═════ Data extract

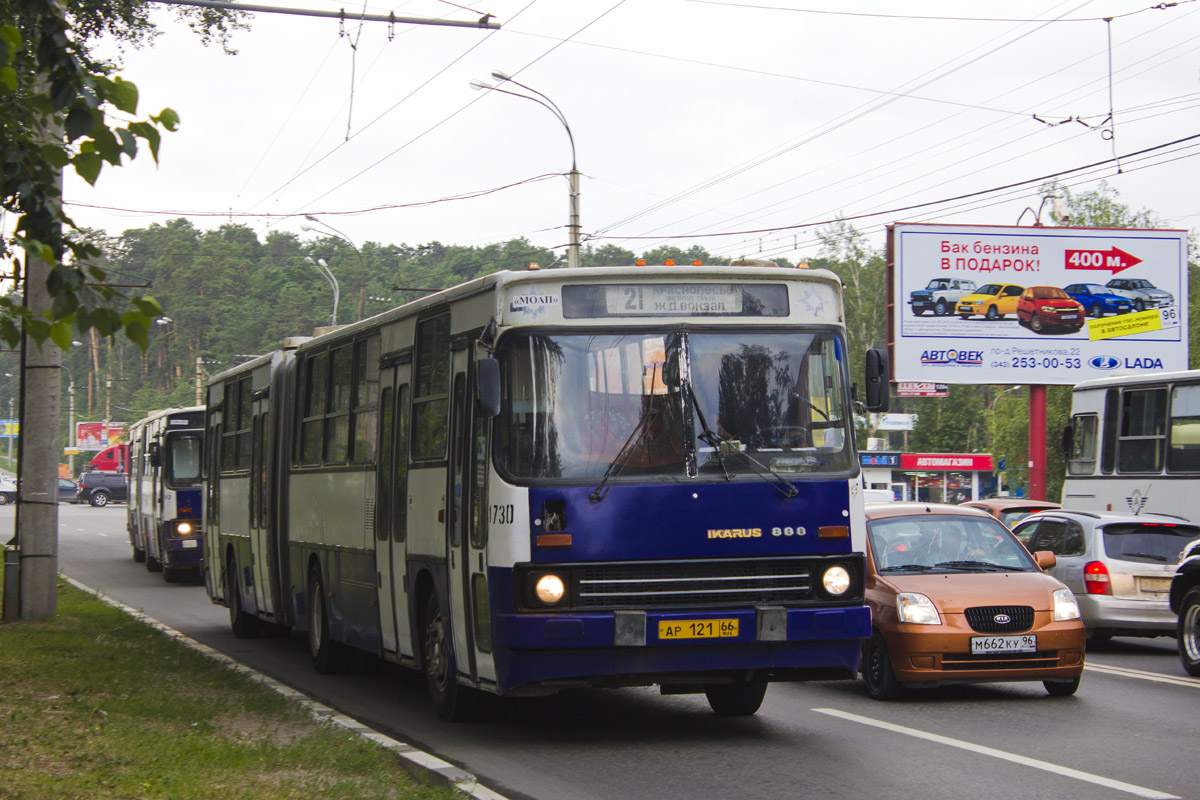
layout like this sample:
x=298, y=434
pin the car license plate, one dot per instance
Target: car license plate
x=989, y=644
x=699, y=629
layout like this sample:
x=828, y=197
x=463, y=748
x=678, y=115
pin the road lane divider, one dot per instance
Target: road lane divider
x=1025, y=761
x=1141, y=674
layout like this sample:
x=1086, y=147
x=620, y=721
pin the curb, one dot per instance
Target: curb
x=414, y=761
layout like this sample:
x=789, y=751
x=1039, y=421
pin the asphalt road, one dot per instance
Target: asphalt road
x=1133, y=729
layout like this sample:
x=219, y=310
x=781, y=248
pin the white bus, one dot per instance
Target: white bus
x=600, y=476
x=1133, y=445
x=166, y=505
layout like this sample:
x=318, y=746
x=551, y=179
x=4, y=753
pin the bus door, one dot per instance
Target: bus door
x=391, y=511
x=259, y=503
x=466, y=527
x=214, y=565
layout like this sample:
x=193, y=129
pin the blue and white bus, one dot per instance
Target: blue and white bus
x=600, y=476
x=166, y=505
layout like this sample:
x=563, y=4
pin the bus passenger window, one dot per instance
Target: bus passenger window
x=1183, y=445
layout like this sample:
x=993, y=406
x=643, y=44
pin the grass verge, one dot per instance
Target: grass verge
x=97, y=704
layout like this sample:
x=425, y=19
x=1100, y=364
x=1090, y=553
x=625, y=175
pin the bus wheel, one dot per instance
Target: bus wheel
x=328, y=656
x=244, y=625
x=453, y=701
x=1189, y=632
x=741, y=698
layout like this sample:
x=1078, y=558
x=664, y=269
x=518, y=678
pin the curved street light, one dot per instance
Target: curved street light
x=323, y=268
x=573, y=252
x=363, y=264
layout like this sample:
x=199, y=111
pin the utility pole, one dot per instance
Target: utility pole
x=37, y=461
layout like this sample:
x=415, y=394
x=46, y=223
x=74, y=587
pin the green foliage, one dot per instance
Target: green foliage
x=53, y=103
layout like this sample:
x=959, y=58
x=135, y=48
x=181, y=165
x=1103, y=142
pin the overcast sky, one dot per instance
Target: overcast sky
x=753, y=120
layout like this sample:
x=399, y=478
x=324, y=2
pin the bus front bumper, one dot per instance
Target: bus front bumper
x=643, y=648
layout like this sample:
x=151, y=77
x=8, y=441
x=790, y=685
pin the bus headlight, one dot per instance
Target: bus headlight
x=835, y=581
x=550, y=589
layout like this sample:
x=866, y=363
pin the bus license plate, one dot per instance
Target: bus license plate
x=989, y=644
x=699, y=629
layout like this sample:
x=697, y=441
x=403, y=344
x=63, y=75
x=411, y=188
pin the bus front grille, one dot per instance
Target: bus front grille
x=695, y=584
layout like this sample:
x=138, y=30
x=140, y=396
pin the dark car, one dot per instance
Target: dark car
x=1141, y=293
x=1098, y=300
x=101, y=488
x=69, y=491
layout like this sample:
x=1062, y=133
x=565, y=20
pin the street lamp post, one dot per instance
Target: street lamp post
x=573, y=228
x=363, y=264
x=323, y=268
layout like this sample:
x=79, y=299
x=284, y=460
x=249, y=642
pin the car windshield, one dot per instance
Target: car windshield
x=946, y=542
x=1013, y=516
x=1147, y=542
x=673, y=405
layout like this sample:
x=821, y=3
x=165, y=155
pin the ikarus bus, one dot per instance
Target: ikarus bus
x=588, y=477
x=1133, y=445
x=166, y=505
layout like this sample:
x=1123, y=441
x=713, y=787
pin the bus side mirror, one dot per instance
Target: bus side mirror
x=877, y=374
x=487, y=386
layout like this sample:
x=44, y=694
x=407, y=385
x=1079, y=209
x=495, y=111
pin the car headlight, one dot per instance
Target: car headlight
x=835, y=581
x=1065, y=606
x=917, y=609
x=550, y=589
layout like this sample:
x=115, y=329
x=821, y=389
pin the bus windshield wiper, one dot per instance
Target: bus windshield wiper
x=715, y=440
x=622, y=458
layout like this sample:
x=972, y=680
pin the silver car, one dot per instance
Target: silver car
x=1119, y=565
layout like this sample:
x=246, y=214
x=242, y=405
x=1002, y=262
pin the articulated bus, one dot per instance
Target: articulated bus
x=599, y=476
x=1133, y=445
x=166, y=505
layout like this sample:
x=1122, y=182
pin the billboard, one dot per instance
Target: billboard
x=1007, y=305
x=91, y=435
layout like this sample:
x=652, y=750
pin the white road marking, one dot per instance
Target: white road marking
x=1141, y=792
x=1125, y=672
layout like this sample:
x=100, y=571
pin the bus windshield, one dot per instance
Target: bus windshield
x=673, y=405
x=183, y=461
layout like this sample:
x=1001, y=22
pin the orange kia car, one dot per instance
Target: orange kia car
x=957, y=599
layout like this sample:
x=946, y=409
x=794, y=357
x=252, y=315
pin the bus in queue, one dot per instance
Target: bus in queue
x=1133, y=445
x=166, y=506
x=543, y=480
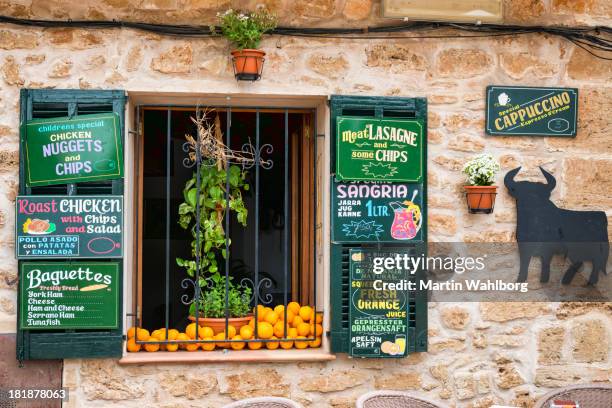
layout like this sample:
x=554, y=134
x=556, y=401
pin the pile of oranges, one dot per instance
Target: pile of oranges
x=301, y=324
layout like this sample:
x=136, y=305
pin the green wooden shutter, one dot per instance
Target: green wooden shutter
x=49, y=103
x=379, y=107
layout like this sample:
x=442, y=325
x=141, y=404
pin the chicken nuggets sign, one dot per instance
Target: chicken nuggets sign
x=72, y=150
x=370, y=149
x=520, y=110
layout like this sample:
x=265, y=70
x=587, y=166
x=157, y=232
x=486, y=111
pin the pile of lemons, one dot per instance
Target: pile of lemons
x=298, y=326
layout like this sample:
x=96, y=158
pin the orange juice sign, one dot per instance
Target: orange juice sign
x=69, y=227
x=376, y=212
x=379, y=149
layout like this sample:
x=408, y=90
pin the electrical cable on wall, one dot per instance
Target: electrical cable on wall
x=594, y=40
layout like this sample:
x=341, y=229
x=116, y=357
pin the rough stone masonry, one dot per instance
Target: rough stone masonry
x=479, y=354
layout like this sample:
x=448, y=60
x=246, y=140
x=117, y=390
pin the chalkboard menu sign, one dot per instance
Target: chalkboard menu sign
x=69, y=226
x=70, y=150
x=74, y=295
x=378, y=310
x=522, y=110
x=379, y=149
x=376, y=212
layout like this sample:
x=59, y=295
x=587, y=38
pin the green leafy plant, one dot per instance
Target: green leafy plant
x=481, y=170
x=212, y=299
x=245, y=29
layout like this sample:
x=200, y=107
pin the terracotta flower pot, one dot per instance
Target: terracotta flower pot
x=481, y=198
x=218, y=324
x=248, y=63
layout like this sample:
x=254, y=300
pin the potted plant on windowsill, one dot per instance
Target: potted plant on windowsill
x=480, y=191
x=244, y=31
x=208, y=243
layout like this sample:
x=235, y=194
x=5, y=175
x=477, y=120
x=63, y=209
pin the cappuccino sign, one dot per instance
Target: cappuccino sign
x=370, y=149
x=75, y=295
x=521, y=110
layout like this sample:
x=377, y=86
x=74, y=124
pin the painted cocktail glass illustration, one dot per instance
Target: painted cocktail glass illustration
x=407, y=219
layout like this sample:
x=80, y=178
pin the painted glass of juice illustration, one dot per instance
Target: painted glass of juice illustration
x=400, y=340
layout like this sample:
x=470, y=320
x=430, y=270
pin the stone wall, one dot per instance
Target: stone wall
x=479, y=353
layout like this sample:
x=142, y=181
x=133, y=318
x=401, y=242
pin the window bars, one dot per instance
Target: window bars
x=257, y=284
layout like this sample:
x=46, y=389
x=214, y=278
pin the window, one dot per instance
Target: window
x=273, y=255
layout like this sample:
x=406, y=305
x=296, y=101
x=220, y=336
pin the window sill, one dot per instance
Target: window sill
x=225, y=356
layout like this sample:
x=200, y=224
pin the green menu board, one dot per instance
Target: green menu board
x=378, y=310
x=69, y=226
x=379, y=149
x=71, y=150
x=534, y=111
x=75, y=295
x=376, y=212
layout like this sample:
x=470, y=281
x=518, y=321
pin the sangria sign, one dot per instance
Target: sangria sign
x=69, y=295
x=69, y=226
x=379, y=149
x=378, y=319
x=376, y=212
x=71, y=150
x=522, y=110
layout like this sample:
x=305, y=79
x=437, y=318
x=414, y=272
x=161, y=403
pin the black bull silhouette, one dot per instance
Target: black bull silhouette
x=543, y=230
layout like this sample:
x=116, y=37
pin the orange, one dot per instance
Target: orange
x=315, y=343
x=286, y=344
x=271, y=317
x=205, y=331
x=131, y=332
x=152, y=347
x=318, y=328
x=305, y=312
x=132, y=346
x=172, y=333
x=142, y=334
x=192, y=346
x=172, y=346
x=190, y=330
x=279, y=310
x=264, y=330
x=279, y=329
x=246, y=332
x=272, y=345
x=207, y=346
x=294, y=307
x=301, y=344
x=303, y=329
x=296, y=321
x=221, y=336
x=237, y=345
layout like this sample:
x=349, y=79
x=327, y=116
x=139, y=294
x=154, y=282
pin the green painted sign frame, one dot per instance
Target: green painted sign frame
x=373, y=149
x=365, y=212
x=78, y=226
x=89, y=288
x=73, y=149
x=531, y=111
x=372, y=333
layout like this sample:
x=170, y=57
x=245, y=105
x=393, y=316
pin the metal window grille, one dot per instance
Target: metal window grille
x=258, y=284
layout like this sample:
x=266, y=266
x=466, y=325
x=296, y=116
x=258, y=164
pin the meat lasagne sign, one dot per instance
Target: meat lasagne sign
x=513, y=110
x=370, y=149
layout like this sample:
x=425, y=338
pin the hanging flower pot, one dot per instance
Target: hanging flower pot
x=248, y=64
x=244, y=30
x=480, y=199
x=480, y=194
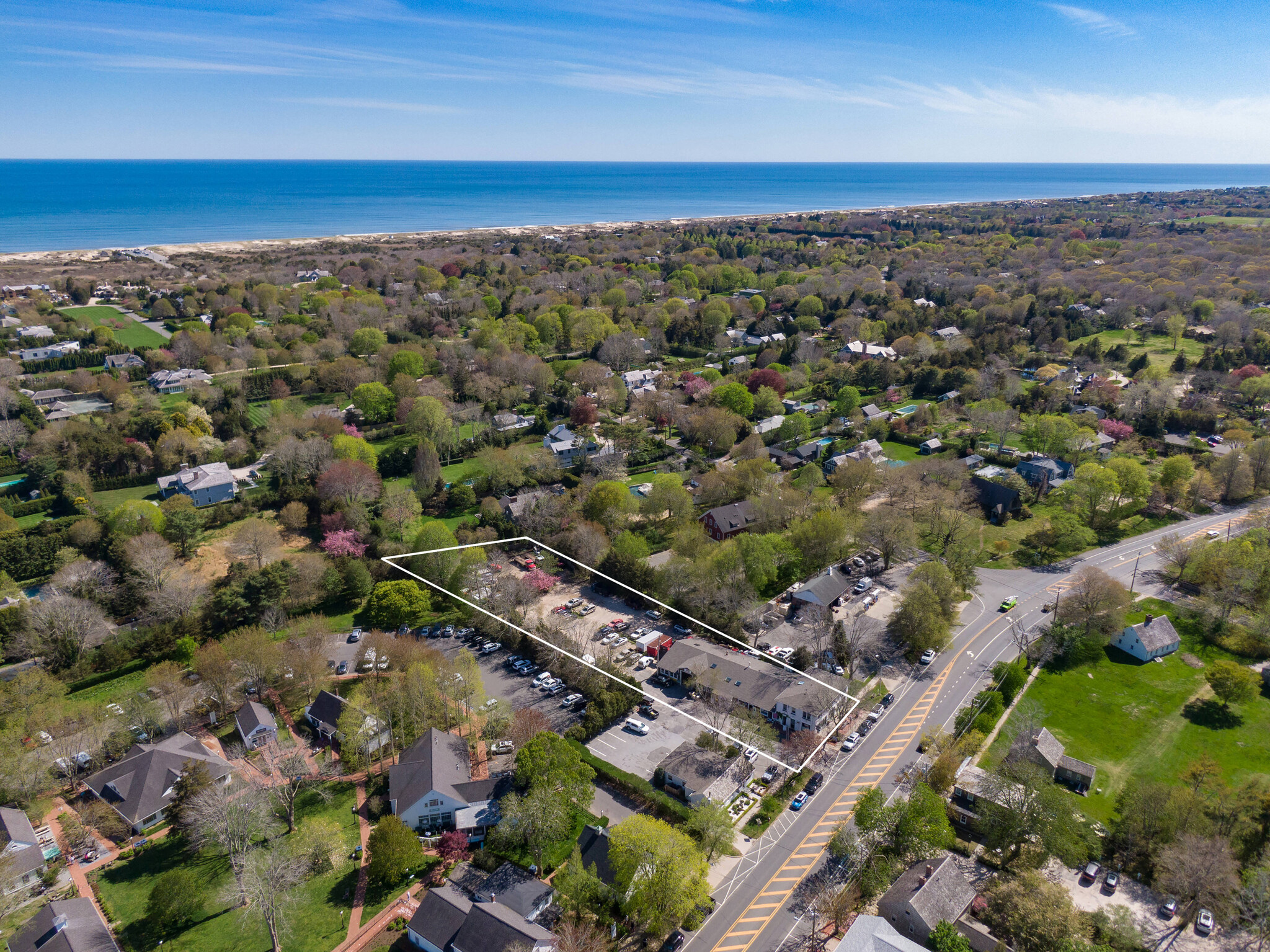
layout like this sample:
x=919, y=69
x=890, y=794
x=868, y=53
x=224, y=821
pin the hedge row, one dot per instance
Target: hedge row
x=102, y=677
x=662, y=805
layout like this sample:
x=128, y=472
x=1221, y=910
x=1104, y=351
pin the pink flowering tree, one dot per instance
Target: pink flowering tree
x=343, y=542
x=540, y=581
x=1117, y=429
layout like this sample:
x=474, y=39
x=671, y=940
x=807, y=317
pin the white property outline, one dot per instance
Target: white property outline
x=855, y=701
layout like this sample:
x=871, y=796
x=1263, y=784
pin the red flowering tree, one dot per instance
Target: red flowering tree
x=1117, y=429
x=540, y=581
x=766, y=377
x=343, y=542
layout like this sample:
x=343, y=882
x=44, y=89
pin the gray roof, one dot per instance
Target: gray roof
x=871, y=933
x=254, y=715
x=22, y=845
x=140, y=783
x=82, y=930
x=935, y=889
x=1156, y=635
x=516, y=889
x=824, y=589
x=695, y=766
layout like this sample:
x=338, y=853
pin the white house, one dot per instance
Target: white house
x=1153, y=638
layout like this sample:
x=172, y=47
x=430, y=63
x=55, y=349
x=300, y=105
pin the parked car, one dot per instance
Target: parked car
x=1204, y=923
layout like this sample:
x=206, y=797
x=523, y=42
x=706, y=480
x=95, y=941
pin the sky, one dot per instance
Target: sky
x=689, y=80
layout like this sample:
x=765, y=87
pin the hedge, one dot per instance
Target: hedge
x=662, y=805
x=102, y=677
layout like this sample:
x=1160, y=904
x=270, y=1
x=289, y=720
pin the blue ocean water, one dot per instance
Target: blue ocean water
x=65, y=205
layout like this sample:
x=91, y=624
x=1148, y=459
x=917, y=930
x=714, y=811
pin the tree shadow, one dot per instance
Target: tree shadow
x=1210, y=714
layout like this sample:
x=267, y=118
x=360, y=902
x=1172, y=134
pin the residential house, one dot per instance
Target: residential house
x=206, y=485
x=1046, y=474
x=1155, y=638
x=324, y=715
x=255, y=725
x=770, y=425
x=117, y=362
x=512, y=422
x=22, y=851
x=593, y=846
x=869, y=352
x=696, y=773
x=52, y=350
x=432, y=787
x=997, y=500
x=727, y=521
x=928, y=892
x=140, y=787
x=448, y=922
x=791, y=701
x=65, y=926
x=1047, y=750
x=177, y=381
x=43, y=398
x=825, y=590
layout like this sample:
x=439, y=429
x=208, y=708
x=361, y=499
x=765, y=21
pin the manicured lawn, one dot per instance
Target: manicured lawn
x=1148, y=721
x=111, y=498
x=315, y=922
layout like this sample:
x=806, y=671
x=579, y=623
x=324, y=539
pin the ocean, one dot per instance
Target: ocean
x=61, y=205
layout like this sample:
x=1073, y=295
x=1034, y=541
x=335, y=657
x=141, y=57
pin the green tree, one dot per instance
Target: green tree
x=395, y=603
x=735, y=398
x=658, y=870
x=367, y=340
x=394, y=851
x=1231, y=682
x=376, y=401
x=711, y=824
x=551, y=765
x=175, y=898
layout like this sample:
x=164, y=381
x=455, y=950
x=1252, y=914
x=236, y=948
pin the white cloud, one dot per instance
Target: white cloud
x=1094, y=20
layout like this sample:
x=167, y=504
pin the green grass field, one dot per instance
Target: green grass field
x=315, y=920
x=1148, y=721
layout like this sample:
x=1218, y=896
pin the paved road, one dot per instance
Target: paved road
x=758, y=908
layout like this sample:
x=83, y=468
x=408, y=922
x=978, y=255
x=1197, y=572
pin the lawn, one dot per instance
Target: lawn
x=1163, y=718
x=315, y=920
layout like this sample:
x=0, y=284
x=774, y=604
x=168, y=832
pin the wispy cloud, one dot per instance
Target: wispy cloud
x=1094, y=20
x=340, y=103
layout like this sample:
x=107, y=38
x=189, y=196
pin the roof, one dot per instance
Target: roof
x=1156, y=634
x=140, y=783
x=871, y=933
x=516, y=889
x=441, y=914
x=436, y=762
x=254, y=715
x=593, y=846
x=198, y=478
x=82, y=930
x=934, y=887
x=824, y=589
x=733, y=517
x=22, y=843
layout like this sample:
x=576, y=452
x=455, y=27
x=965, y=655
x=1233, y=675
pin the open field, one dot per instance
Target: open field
x=1161, y=716
x=220, y=927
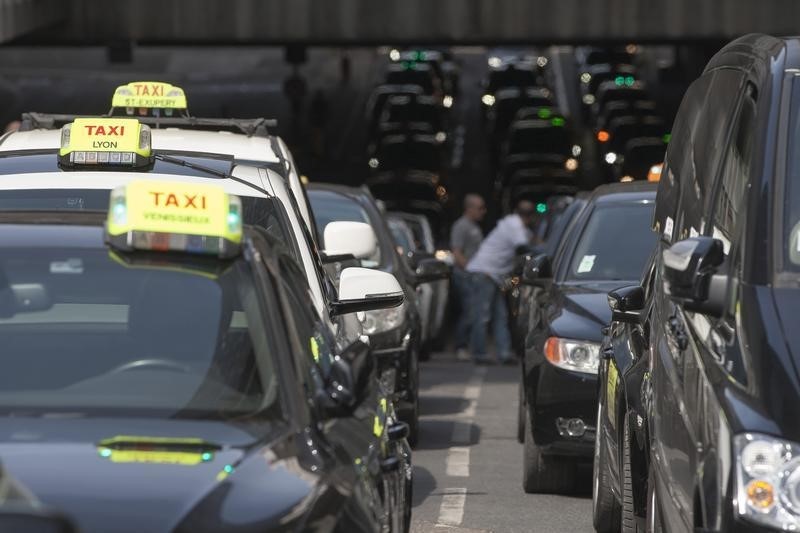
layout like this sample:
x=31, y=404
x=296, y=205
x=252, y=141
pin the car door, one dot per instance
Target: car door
x=358, y=439
x=675, y=342
x=715, y=348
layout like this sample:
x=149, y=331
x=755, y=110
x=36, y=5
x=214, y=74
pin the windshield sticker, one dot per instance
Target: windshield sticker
x=70, y=266
x=668, y=225
x=586, y=264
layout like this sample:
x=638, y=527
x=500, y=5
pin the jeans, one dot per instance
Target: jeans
x=463, y=286
x=488, y=307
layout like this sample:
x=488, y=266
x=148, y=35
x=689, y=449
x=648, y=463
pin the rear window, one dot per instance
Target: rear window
x=615, y=244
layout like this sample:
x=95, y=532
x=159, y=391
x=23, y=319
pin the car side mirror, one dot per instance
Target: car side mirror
x=690, y=275
x=347, y=240
x=536, y=269
x=626, y=304
x=348, y=381
x=429, y=270
x=366, y=289
x=33, y=520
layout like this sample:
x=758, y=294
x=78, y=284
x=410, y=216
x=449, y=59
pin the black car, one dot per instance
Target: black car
x=723, y=387
x=173, y=391
x=551, y=230
x=623, y=400
x=568, y=309
x=395, y=334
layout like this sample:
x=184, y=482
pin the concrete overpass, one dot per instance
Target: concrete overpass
x=343, y=22
x=20, y=17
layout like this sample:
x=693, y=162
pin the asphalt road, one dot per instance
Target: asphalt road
x=468, y=465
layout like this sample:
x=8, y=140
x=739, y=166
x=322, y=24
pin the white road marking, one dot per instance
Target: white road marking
x=451, y=512
x=457, y=462
x=462, y=432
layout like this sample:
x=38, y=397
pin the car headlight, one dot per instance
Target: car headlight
x=579, y=356
x=382, y=320
x=768, y=480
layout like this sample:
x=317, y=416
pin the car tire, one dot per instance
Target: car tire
x=653, y=521
x=410, y=415
x=543, y=474
x=630, y=522
x=521, y=413
x=425, y=351
x=606, y=510
x=407, y=510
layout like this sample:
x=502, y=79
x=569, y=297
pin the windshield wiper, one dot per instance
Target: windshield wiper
x=219, y=174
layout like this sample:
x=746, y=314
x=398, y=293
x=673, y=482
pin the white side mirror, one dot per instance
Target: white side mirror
x=350, y=238
x=365, y=289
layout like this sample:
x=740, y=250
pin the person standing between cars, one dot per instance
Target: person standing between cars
x=465, y=239
x=492, y=262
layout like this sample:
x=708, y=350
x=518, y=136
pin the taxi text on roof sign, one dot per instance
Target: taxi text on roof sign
x=163, y=216
x=149, y=95
x=105, y=141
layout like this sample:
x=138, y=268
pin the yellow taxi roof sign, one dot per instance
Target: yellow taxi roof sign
x=149, y=95
x=175, y=216
x=101, y=140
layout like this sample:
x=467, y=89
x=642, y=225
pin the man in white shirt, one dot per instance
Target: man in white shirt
x=491, y=263
x=465, y=239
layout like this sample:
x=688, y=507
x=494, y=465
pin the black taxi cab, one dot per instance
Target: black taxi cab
x=168, y=356
x=720, y=450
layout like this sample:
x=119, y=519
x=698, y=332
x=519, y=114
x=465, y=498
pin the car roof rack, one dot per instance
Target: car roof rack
x=252, y=127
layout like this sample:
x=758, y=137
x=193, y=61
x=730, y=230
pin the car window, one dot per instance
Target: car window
x=729, y=193
x=709, y=138
x=120, y=334
x=678, y=159
x=600, y=254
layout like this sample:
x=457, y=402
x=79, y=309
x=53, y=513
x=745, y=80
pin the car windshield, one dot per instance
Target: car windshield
x=330, y=207
x=102, y=334
x=601, y=255
x=791, y=215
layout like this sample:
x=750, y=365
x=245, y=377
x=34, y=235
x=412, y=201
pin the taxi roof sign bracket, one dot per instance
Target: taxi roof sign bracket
x=255, y=127
x=173, y=216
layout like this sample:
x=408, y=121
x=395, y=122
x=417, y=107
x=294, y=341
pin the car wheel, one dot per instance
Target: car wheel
x=605, y=507
x=653, y=521
x=410, y=415
x=630, y=522
x=542, y=473
x=407, y=510
x=425, y=351
x=521, y=413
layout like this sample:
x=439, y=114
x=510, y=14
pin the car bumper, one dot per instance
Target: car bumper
x=564, y=408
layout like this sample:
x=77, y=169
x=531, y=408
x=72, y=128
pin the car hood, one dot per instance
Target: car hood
x=580, y=311
x=245, y=484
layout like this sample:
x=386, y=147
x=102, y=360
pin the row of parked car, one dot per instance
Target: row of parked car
x=410, y=135
x=281, y=353
x=535, y=149
x=629, y=131
x=655, y=321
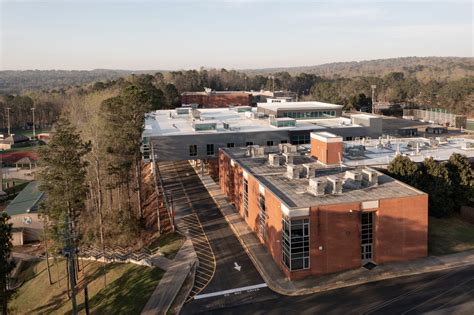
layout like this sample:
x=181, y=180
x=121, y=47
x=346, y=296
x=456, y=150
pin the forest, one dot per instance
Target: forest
x=397, y=88
x=102, y=122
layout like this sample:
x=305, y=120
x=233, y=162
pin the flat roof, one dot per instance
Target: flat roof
x=160, y=123
x=298, y=106
x=215, y=92
x=326, y=134
x=293, y=192
x=381, y=153
x=367, y=116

══════════

> _Task prompt_: Pick out every line of the material above that contains the word "shadow", treating uppercase and lowercase as distinct, and copy those lines.

> _Exercise solution_:
pin the tree shadow, one dot per instance
Target: tree shadow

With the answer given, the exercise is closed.